--- Start Source material ---

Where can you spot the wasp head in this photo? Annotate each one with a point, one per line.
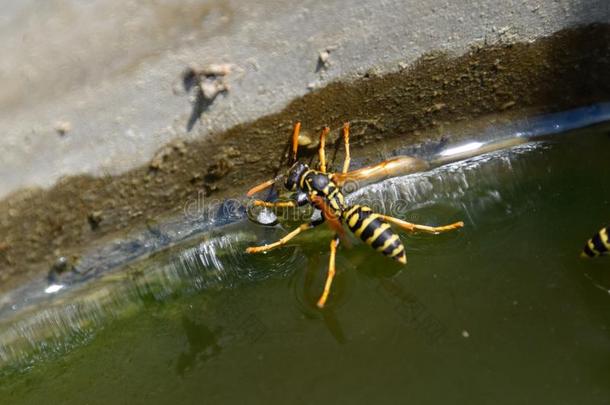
(294, 175)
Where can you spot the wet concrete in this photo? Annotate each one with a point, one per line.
(417, 103)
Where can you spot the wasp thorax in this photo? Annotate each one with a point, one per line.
(294, 175)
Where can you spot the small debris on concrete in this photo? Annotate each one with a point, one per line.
(230, 151)
(324, 61)
(507, 105)
(95, 218)
(210, 79)
(63, 127)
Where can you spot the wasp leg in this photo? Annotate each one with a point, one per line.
(321, 152)
(346, 143)
(260, 187)
(408, 226)
(295, 139)
(331, 272)
(275, 204)
(284, 240)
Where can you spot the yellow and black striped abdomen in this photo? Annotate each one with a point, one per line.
(374, 231)
(598, 244)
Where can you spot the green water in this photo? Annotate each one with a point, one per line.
(503, 311)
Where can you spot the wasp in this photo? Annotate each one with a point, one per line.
(598, 244)
(323, 191)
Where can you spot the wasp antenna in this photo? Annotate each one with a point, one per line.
(260, 187)
(295, 140)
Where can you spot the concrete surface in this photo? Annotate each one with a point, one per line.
(109, 72)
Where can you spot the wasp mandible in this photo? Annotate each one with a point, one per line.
(323, 191)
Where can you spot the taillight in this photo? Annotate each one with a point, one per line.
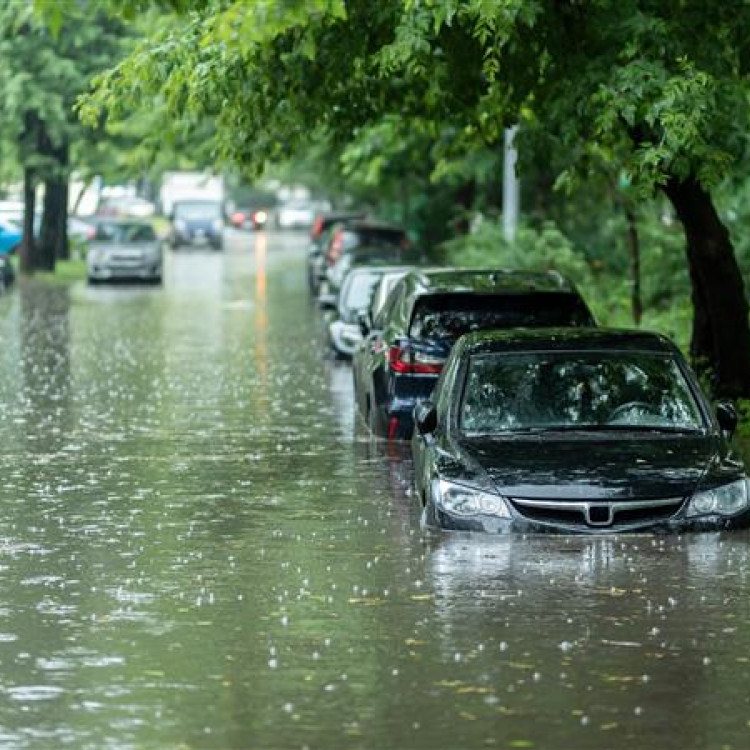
(334, 251)
(413, 362)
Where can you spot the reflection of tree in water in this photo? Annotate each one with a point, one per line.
(542, 390)
(45, 358)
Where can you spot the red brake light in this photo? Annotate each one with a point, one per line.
(337, 245)
(411, 362)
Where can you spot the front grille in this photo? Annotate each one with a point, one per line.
(594, 514)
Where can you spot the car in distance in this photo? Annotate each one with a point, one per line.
(124, 250)
(575, 430)
(363, 256)
(197, 222)
(403, 354)
(10, 237)
(355, 297)
(295, 214)
(321, 228)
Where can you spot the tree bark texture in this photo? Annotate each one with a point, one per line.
(28, 243)
(720, 345)
(634, 250)
(53, 239)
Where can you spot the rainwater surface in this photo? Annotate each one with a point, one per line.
(201, 548)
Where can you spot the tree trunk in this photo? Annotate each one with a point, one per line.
(720, 345)
(53, 239)
(28, 244)
(62, 246)
(634, 250)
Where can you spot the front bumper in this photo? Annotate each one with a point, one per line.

--- End Source material ---

* **Exercise**
Word for word, quote the full listing, omitting every picture.

* **Written response**
Where can you spot the wasp head in this photo? Annotate each one with a point, one per line.
(294, 175)
Where can you spot the wet concrete in this photo? Annotate each one with a point, one per line.
(417, 103)
Where can you spot the wasp thorax in this photo? Annotate each one with a point, one per line.
(294, 175)
Where can you spot the small debris on concrete in this photo? Annotate each one with a point, one per line.
(230, 151)
(324, 61)
(507, 105)
(95, 218)
(210, 79)
(63, 127)
Where can you spot the wasp leg in this photo? Annotate each one with a point, one per line.
(321, 152)
(346, 143)
(260, 187)
(408, 226)
(295, 139)
(331, 272)
(275, 204)
(284, 240)
Where can you spot the yellow and black striped abdomen in this photo? Annotate each one with a point, one per line.
(374, 231)
(598, 244)
Where can you spot the green water in this photo? Annotate each one with a point, one per line.
(503, 311)
Where can you spot the wasp in this photo? Annotate each one with a point, one per line.
(598, 244)
(323, 191)
Where can you spot the wasp antenna in this photo? Annotate each one with a point, one per line.
(260, 187)
(295, 140)
Where can you spot the concrete surface in this photo? Annotate each one with a point, one per line.
(109, 72)
Where can you spot the wasp mandible in this photo? Annotate each one with a point, one per line.
(323, 191)
Where can you spot the taillight in this photo? Annotate each one with a point, one per line.
(334, 251)
(413, 362)
Where can you spot the reflection of tree in water in this photo? Annotate each one with a point, one per line.
(542, 390)
(45, 358)
Where can you spot the red brake light in this photo? Annotate each one with a point, one per line.
(337, 245)
(411, 362)
Where can you spot the front grille in this photo? Annotate each one with a point, one per line.
(594, 514)
Where can you spot the car in distance in this photo? Annotate each one with a point, one per line.
(124, 250)
(575, 430)
(363, 256)
(197, 222)
(403, 354)
(10, 237)
(355, 297)
(295, 214)
(321, 228)
Where can you spot the tree bark texture in this photo? Annotate each one with a point, one per line.
(28, 243)
(720, 345)
(634, 250)
(53, 239)
Where can you spot the rainwater surface in this photo? Annotate each one with a point, one per line.
(201, 548)
Where can you spot the tree trunk in this photo? Annotate each one with a point, one per line.
(720, 345)
(53, 239)
(28, 244)
(62, 246)
(634, 250)
Where can you spot the front bumper in this photo? Annotate each one with a point, one per line.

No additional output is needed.